◆ **Page extract**
Living with Children
John Rosemond
Copyright 2009, John K. Rosemond


My oldest grandson, not yet 15, is already taking drivers education. In fact, he’s already been behind the wheel with his instructor, on an interstate highway no less. I’m resigned to his obtaining his license in a little more than a year. I’m not happy about it. I’m resigned. Mind you, he’s more trustworthy and responsible (in my objective opinion) than nine-point-nine out of ten of his peers. He’s a good if not great kid, and as my readers know, my standards are high. Still, I’m shaking my head in incredulous resignation.

Sir,
With a few truly disfunctional exceptions, everyone's grandchildren are more trustworthy and responsible than nine-point-nine out of ten peers. They are also better looking. Ask any grandparent.

Disclaimer: When my kids turned 16, each received a car from their hugely naïve parents. Would that I had some things to do over again.
Two weeks ago, a San Diego journalist called asking for some quotes for a story he’s doing on teenage drivers. The story was prompted by the recent automobile deaths of two San Diego teens in separate accidents. My beloved grandson’s life flashed in front of me.

I told said journalist that giving a drivers license to a teenage child (and if anyone has failed to notice, they are still children) under age 18 was like giving the kid a revolver with ten thousand chambers, only one of which is loaded with a bullet, and telling him to point it at his head and pull the trigger. Would any responsible parent do such a thing? Then, pray tell, why do otherwise responsible parents allow teenage children to obtain drivers licenses and provide them with cars?

Well, why do we let anyone drive? Why let anyone fly in an airplane? Why let anyone get out of bed in the morning, considering all the risks? Granted, teenagers are 10% of the population, but account for 12% of the automobile craches. The chart in that last link shows ages 16-20 accounting for 5,658 automobile deaths in 2006. That's a five year age span. But ages 21-24 accounted for 4,701 automobile deaths in just a four year age span. Do a little math to equalize the age brackets, either on the high end of the older age group, and the 21-24 (now the 21-25) age group has a higher fatality toll than the teenagers !
In other words, it's not quite honest to compare 5 years worth of teenage fatalities with only 4 years' of their elders. The elders are more dangerous.

When would I allow driving privileges? he asked. When two conditions were satisfied­—the 18th birthday and a high school diploma. Would that reduce the drop-out rate or what?

One thing you learn if you study statistics and economics for very long, even at the high school level: Half the high school kids are below average. I repeat, half the high school kids are below average. Just like half the florists, plumbers, morticians, doctors, fast food restaurants, Beatles albums and philosophy professors are below the "average" for florists, plumbers, morticians, etc.
A lot of those kids can't do high school work, just like a lot of their older brethren can't do college work. But many of them are great drivers. Many of them will become professional drivers. How in the heck do you justify tying high school proficiency to a drivers license?

The 16-year-old driving privilege was established when cars were less powerful, roads were less crowded, and 16-year-olds were considerably more mature than they are today. Furthermore, these laws were passed to allow teens to participate more fully in the operation of family farms. They were not passed with the intention that teens would drive for discretionary, largely recreational purposes.

◆ **Tasks to perform**
**A)** According to the column on teenage drivers, what two conditions had to be met before driving privileges would be allowed?
**B)** Rewrite the paragraph of the column on teenage drivers that begins "The 16-year-old driving privilege was established" as a short bulleted list that keeps its main facts.
Use only the column on teenage drivers above.

◆ **Extracted records**

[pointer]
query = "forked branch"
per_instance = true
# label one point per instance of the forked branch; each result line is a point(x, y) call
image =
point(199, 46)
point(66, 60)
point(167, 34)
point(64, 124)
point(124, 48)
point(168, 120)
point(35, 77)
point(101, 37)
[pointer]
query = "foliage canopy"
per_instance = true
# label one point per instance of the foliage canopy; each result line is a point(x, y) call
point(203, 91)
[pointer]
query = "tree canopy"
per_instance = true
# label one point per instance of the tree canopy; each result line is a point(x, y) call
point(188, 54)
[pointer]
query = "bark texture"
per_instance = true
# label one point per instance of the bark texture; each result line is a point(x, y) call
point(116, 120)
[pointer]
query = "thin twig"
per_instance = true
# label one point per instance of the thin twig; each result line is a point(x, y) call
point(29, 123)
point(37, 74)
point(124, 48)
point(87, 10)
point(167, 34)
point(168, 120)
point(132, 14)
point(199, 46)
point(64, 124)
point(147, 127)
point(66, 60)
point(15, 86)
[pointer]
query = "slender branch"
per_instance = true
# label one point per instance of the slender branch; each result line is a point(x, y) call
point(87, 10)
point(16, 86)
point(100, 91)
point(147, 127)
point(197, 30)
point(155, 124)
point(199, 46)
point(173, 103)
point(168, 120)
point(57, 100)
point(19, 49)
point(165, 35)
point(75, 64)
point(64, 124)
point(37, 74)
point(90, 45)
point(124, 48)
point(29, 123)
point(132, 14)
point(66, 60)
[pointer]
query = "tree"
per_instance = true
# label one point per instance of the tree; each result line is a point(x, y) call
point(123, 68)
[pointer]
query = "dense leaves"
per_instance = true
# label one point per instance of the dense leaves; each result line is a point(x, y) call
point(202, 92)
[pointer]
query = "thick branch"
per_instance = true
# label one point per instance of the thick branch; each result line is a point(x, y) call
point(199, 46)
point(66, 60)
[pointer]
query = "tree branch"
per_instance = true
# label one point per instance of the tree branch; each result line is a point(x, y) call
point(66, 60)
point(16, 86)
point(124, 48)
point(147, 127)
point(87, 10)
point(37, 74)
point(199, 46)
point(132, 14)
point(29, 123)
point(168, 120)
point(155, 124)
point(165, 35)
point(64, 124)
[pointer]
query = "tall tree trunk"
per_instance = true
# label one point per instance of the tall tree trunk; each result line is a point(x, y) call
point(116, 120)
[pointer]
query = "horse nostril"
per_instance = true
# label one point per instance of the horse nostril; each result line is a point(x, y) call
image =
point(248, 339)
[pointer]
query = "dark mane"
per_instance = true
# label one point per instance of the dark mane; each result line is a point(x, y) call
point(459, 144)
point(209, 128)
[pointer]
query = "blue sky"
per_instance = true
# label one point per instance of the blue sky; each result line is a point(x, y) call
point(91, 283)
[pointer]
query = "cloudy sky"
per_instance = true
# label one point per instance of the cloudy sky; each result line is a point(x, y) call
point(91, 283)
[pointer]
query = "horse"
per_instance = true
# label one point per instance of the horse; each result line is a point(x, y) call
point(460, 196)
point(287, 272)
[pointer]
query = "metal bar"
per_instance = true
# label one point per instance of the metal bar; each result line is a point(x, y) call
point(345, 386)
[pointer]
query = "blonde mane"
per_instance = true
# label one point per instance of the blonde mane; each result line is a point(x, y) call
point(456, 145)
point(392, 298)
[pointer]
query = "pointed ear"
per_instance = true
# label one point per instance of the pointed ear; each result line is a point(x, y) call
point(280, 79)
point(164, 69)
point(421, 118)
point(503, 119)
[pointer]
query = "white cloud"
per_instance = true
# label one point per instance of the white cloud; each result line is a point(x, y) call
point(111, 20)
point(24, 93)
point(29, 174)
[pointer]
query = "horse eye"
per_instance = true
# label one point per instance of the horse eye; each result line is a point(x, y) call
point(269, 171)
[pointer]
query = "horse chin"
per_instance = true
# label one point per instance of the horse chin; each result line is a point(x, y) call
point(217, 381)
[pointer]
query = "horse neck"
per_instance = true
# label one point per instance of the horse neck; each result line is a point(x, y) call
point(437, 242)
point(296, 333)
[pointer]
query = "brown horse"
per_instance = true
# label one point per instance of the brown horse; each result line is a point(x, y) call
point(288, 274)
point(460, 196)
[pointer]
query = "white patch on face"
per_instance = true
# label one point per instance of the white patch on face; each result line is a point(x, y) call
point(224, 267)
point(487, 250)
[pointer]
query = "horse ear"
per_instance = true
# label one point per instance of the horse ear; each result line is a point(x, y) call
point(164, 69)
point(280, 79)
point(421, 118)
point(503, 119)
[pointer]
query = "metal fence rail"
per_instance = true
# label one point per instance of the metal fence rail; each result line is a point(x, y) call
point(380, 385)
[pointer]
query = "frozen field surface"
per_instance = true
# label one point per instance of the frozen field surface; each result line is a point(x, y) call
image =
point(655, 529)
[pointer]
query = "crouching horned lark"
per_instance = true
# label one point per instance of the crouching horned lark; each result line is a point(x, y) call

◆ **Results of the tasks**
**A)** The 18th birthday and a high school diploma.

**B)**
- The 16-year-old driving privilege was set up when cars were less powerful, roads were less crowded, and 16-year-olds were more mature than today.
- The laws were passed so teens could take a fuller part in running family farms.
- They were not intended for teens to drive for discretionary, largely recreational purposes.